PAGE EXTRACT

I’ve seen far too many resumes from skilled migrants who don’t mention their achievements in their resume in Australia. Most hiring managers and recruiters want to know about the most impressive things you did in your previous job or in your final year project.

Tell them about your wins, highlights and successes. Try and quantify them too, i.e. you reduced completion time by a week, or grew sales by 15%, or had eight customer recommendations in a month, or produced three reports for your manager that were accepted.

Showing the reader what you’ve achieved is essential in securing a job.

4. Things to leave off your resume in Australia.

In Australia, your resume should never have your birth date, religion, marital status or country of birth. You can check out the list of things to avoid in the resume writing step in the free course of careers

5. Information resumes in Australia vs. marketing resumes in Australia.

Resumes in Australia should be written with one objective in mind – get an interview. The sole purpose of your resume in Australia is to get the reader excited so that he or she calls you for an interview.

You want them to ‘buy you’. In order to achieve this, you must write your resume in Australia like a marketer. Your job is to market yourself to the reader.

(Shape labeling records)
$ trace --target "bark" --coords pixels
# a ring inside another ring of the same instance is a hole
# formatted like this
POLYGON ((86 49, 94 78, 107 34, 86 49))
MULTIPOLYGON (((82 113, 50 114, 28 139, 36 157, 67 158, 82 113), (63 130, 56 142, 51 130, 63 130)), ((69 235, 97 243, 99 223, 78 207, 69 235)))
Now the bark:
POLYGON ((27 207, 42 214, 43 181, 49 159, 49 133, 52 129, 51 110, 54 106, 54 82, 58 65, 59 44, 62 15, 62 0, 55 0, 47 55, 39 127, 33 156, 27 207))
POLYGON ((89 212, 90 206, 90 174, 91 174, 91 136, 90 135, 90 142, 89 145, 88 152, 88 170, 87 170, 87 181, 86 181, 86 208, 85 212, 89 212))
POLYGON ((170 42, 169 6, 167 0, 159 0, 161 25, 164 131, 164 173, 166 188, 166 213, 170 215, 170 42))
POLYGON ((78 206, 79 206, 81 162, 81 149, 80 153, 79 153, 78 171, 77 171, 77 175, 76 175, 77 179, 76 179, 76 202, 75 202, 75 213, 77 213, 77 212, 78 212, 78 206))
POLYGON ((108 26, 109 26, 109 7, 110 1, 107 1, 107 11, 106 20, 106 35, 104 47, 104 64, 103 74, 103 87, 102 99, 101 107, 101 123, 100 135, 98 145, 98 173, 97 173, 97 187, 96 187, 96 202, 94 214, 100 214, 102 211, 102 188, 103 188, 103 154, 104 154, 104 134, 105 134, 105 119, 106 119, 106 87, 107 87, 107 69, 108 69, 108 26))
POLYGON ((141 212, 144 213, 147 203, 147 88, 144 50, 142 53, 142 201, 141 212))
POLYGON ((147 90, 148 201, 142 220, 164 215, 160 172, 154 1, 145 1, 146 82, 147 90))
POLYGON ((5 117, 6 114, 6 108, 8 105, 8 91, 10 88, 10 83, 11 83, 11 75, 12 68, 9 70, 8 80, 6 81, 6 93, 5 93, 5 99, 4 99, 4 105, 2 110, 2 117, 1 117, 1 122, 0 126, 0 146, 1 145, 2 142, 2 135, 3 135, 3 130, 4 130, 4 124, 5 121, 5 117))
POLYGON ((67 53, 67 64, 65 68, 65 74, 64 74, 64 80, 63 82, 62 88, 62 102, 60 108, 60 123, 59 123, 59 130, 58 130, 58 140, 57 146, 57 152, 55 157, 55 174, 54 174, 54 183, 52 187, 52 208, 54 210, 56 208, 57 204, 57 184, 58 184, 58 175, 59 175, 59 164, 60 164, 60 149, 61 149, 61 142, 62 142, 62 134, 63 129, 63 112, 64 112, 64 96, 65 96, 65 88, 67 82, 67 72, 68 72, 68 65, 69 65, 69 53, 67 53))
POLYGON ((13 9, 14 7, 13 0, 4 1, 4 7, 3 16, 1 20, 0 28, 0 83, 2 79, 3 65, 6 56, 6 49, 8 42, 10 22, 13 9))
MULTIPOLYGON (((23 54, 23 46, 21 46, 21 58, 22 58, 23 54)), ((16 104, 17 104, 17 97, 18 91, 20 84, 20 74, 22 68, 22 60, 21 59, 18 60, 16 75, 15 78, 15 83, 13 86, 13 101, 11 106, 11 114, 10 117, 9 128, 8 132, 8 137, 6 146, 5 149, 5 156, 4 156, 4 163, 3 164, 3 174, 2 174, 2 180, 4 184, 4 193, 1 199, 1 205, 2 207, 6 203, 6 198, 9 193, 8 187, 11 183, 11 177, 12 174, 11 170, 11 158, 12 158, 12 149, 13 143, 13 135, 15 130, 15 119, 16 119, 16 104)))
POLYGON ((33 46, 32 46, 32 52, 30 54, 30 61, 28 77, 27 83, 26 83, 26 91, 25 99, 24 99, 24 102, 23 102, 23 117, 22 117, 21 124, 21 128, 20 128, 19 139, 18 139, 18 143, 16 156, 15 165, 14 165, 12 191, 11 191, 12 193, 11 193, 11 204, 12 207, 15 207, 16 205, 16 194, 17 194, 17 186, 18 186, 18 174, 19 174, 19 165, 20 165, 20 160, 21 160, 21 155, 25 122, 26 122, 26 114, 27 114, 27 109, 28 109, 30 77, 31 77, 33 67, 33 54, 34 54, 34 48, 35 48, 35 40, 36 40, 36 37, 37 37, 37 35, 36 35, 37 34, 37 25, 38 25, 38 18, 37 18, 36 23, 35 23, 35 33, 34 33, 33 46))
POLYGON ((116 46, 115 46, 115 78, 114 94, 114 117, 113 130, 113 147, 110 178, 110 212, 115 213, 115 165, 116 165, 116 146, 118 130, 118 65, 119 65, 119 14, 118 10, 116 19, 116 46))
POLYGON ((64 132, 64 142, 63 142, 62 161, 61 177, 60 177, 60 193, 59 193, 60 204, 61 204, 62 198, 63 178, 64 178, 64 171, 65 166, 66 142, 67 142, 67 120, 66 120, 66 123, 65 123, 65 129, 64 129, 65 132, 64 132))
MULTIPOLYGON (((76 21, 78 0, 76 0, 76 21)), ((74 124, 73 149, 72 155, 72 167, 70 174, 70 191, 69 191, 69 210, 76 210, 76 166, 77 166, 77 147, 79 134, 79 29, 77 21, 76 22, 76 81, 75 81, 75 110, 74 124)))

WHAT IS ASKED
[a] According to the resume advice text, which four personal details should never appear on a resume in Australia?
[b] Extend the resume advice text from the point where it stops.
These lines bear no relation to the resume advice text.

EXERCISE ANSWERS
[a] Birth date, religion, marital status, and country of birth.

[b]
Your resume in Australia shouldn’t be an ‘information dump’ of everything you’ve done at University or throughout your career. It should be a strategic document that speaks to the requirements in the job advertisement and demonstrates to the recruiter or hiring manager that you have the skills, knowledge and abilities to do the job better than other candidates.

What do I put in my resume in Australia?

There are eight key sections that you need for your Australian resume:

  1. Personal details
  2. Professional profile summary
  3. Key strengths bullet list (related to the job advertisement)
  4. Education and training
  5. Employment history (or volunteer work) – including responsibilities and achievements
  6. Professional skills examples
  7. Technical skills examples
  8. Referees (excluding their contact details)

You can learn more about resume writing in Australia through the free careers course.

Final thoughts on your resume in Australia:

To get a job in Australia, your resume is key. However, it isn’t the only way to get a job in Australia and there are many other important things like cover letters, LinkedIn profiles, the hidden job market and interview skills that can help you too.

If you’re applying for jobs on SEEK, My Career and the other major online job sites, your resume in Australia will be screened by application tracking software or people – so it must stand out from the rest!

If you need help writing your resume in Australia, please get in touch.

I wish you well in your job search.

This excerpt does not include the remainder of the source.